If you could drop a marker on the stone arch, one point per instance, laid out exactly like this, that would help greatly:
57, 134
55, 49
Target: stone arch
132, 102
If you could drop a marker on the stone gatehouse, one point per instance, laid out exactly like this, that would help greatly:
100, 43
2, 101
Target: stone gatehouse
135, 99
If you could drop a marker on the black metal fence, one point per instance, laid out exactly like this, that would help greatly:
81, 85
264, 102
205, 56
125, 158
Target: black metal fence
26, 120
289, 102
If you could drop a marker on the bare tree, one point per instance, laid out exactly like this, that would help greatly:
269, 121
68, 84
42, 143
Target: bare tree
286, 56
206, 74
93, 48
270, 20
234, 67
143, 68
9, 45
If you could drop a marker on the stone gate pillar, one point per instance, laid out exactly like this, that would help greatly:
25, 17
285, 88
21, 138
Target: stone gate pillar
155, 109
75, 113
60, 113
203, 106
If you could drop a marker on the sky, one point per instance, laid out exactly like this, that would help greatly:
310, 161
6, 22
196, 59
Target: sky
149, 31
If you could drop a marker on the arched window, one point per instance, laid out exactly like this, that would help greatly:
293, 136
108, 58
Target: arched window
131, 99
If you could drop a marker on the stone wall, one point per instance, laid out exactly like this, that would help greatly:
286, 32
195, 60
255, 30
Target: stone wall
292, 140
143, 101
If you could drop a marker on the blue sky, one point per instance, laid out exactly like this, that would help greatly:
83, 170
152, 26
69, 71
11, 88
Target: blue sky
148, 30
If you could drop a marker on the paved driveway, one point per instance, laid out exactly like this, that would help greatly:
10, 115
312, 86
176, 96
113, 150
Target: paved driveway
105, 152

* * *

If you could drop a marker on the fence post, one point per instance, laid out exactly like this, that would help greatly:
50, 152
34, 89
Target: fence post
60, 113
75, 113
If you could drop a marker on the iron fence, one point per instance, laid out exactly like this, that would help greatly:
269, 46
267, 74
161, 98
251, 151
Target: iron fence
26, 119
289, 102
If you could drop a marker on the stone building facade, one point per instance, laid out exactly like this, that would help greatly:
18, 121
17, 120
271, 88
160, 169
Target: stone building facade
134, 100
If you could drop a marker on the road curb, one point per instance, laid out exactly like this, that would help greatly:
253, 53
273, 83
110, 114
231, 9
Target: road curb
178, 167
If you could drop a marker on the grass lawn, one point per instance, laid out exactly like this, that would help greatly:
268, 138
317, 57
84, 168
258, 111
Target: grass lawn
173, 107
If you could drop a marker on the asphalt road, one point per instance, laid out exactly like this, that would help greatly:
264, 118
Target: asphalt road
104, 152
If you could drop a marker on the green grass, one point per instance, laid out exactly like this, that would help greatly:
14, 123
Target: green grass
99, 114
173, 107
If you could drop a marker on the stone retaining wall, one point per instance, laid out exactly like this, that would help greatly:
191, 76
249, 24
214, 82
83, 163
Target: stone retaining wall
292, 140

* * *

Problem statement → Gather every line of the items above that contains the string "lawn", matching case exactly, and copy each one out.

Answer in full →
If you could drop a marker on the grass lawn, one point per instance, laid out exactly like this, that would help greatly:
Target: grass lawn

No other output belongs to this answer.